::: DOCUMENT PASSAGE

Resource and cost allocation should be a starting point before optimising Kubernetes applications.
Revision history (dd/mm/yy):
27/11/2021 – updated the article to include Kubecost findings and recommendations.
Why Kubecost?
Our homelab runs on dedicated hardware, therefore there is no Cloud provider cost involved in order to run it.
The cost of electricity is all there is to it. The average homelab power consumption is approximatelly 80W.
Monthly, this works out as follows: (((80W * 24h) / 1000) * £0.16/kWh * 365days) / 12months = £9.34 (~13$).
So why Kubecost?
It would be interesting to see monthly homelab cluster costs had it been deployed on AWS.
It would also be useful to understand whether Kubernetes applications can be optimised. There will almost always be resources that are over-provisioned. By factoring in Kubecost metrics as part of deployment process, it should be possible to leverage those insights to reduce over-provisioned Kubernetes infrastructure.
Pre-requisites
We are using our Kubernetes homelab in this article.
Prometheus deployment instructions can be found here. MetalLB deployment instructions can be found here.
Configuration files used in this article can be found on GitHub.
Create Node Labels
Kubecost uses labels to calculate an infrastructure health score.
Set a label for instance type. This would normally be set by default if we were using a Cloud provider. Since we aren’t, we can set it manually to match our instance types to those of AWS.

::::::

WHAT YOU ARE ASKED TO DO — In the Kubecost write-up, rewrite everything from "It would also" down to "infrastructure health score.", swapping "article" for "guide" wherever it appears.

::: DATASET CONTENT

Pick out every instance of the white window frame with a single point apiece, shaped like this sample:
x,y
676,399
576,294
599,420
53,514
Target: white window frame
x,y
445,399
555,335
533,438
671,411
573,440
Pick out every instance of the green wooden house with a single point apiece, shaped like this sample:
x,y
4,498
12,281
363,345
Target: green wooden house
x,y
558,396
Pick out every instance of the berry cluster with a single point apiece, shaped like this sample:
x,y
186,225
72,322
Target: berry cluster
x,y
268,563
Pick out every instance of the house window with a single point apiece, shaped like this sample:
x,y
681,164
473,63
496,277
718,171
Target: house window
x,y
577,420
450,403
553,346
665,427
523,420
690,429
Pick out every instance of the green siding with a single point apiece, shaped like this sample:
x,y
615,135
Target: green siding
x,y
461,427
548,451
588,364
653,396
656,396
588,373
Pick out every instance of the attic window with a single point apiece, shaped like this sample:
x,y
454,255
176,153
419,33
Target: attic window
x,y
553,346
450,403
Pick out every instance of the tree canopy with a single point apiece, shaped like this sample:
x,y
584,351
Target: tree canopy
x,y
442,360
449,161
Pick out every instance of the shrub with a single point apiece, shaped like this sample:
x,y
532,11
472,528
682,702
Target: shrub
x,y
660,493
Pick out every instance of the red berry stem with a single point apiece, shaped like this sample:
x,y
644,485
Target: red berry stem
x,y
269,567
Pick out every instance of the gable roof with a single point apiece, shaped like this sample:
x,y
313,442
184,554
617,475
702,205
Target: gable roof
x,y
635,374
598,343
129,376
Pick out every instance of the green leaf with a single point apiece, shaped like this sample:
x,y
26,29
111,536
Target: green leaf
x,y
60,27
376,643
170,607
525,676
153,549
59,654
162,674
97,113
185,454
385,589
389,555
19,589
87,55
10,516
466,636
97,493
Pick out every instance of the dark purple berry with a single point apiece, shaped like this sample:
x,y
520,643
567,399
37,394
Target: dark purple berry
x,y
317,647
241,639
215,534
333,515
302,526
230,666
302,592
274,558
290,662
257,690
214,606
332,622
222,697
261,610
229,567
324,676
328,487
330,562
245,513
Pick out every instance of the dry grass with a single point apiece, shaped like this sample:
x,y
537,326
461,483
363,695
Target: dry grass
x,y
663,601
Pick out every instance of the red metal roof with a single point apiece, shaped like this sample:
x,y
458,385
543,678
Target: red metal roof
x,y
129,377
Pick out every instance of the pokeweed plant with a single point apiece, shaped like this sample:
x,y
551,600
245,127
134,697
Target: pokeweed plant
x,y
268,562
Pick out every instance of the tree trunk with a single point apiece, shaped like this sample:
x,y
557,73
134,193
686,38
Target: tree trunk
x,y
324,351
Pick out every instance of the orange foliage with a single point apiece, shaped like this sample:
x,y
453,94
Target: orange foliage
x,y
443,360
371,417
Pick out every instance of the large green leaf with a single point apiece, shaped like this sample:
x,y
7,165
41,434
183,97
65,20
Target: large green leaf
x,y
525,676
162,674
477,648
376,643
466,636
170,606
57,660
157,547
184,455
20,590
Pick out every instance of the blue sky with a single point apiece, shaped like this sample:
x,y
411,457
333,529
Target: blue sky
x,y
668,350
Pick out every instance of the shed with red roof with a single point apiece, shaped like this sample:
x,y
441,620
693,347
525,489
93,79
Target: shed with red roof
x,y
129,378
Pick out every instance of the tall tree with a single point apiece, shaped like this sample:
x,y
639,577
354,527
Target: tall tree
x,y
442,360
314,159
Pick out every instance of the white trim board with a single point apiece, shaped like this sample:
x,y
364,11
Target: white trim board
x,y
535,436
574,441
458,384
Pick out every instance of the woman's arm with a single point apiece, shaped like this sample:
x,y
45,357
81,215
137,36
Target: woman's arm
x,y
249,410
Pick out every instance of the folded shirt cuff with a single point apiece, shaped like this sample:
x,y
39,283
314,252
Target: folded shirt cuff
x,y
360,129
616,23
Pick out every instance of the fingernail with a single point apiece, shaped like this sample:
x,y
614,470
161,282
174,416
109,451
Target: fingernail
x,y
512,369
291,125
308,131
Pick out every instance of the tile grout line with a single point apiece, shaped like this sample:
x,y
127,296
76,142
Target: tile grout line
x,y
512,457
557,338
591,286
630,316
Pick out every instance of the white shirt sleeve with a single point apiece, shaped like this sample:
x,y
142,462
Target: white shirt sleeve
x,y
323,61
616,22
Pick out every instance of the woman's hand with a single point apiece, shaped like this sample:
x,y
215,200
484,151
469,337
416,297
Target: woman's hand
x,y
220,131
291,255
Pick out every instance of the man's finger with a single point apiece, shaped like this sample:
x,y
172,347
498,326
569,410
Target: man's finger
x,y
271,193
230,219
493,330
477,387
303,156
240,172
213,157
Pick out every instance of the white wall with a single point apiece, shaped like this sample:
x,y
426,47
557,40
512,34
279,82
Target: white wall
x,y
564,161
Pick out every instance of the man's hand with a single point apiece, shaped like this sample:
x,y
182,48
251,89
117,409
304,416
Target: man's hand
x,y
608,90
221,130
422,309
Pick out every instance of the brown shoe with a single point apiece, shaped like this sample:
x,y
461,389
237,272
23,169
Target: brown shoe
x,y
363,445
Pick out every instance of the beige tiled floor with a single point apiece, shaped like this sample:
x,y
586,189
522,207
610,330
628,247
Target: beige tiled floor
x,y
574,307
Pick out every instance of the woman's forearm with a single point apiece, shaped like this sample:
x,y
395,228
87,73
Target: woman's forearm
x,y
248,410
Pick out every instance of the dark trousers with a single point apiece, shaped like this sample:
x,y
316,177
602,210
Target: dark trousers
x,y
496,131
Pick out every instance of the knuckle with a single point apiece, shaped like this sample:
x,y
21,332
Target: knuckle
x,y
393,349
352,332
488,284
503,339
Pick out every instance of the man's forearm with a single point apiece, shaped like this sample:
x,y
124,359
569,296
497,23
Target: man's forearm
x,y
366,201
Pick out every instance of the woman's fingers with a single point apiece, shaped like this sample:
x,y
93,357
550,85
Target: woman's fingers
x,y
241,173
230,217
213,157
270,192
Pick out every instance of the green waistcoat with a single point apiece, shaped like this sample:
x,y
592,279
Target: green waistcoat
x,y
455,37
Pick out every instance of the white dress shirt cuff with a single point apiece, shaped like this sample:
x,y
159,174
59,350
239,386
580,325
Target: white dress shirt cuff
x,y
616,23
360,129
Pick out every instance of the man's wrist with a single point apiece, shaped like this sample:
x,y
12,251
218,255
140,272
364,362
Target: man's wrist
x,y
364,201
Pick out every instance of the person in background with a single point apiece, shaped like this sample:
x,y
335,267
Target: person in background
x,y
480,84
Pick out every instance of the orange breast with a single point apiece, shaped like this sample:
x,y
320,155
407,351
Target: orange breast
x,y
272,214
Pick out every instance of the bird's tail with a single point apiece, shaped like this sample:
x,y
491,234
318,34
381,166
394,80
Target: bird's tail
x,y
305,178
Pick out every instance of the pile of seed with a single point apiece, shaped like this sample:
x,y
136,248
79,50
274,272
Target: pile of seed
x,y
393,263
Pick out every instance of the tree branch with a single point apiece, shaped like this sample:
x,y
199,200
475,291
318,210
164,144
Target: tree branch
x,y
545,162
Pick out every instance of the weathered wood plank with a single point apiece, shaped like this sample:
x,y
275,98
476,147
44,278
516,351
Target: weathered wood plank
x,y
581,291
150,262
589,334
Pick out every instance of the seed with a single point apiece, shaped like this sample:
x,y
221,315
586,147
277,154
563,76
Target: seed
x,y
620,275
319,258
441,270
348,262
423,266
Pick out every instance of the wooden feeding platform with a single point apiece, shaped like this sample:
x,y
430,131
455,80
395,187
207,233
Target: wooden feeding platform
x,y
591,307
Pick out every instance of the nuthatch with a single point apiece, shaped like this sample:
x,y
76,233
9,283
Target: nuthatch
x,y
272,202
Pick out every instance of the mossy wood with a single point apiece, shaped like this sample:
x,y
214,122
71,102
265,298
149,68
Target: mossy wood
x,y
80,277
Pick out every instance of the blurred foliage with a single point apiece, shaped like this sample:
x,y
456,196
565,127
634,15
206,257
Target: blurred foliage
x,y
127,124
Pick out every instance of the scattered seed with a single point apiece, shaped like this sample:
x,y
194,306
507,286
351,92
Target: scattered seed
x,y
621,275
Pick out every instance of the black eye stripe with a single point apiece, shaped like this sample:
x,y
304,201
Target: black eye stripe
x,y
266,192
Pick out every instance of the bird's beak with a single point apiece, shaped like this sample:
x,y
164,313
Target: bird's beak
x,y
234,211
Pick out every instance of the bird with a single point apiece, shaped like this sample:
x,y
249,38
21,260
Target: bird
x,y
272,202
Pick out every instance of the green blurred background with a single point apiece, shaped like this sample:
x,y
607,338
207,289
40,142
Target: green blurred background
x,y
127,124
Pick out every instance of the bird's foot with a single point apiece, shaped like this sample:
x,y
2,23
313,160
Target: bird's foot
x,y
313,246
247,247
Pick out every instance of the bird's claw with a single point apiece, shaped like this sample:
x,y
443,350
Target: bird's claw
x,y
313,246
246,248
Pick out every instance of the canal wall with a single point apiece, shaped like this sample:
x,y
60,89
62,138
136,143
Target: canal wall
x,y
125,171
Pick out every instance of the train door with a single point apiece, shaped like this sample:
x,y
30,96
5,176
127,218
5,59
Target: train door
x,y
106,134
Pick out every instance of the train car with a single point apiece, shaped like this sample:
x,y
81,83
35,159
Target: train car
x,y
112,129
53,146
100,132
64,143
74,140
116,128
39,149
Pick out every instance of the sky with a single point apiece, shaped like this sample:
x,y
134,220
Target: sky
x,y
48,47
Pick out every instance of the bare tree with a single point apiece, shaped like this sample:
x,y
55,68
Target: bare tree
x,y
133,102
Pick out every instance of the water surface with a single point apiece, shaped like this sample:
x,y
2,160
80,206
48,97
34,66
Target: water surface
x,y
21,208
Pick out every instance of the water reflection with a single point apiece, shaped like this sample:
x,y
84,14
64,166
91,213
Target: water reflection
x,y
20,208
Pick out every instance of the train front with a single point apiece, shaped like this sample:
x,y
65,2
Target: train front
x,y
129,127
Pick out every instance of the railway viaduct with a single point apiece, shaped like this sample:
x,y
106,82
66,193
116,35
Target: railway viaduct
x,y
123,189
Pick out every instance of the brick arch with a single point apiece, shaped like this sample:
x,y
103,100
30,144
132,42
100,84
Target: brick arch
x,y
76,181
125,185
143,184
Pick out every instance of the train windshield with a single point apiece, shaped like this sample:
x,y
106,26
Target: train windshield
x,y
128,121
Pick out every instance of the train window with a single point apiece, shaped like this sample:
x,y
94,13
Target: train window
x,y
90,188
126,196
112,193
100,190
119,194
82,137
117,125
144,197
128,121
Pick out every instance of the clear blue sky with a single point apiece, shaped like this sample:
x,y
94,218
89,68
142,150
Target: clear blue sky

::::::

THE RESPONSE —
It would also be useful to understand whether Kubernetes applications can be optimised. There will almost always be resources that are over-provisioned. By factoring in Kubecost metrics as part of deployment process, it should be possible to leverage those insights to reduce over-provisioned Kubernetes infrastructure.
Pre-requisites
We are using our Kubernetes homelab in this guide.
Prometheus deployment instructions can be found here. MetalLB deployment instructions can be found here.
Configuration files used in this guide can be found on GitHub.
Create Node Labels
Kubecost uses labels to calculate an infrastructure health score.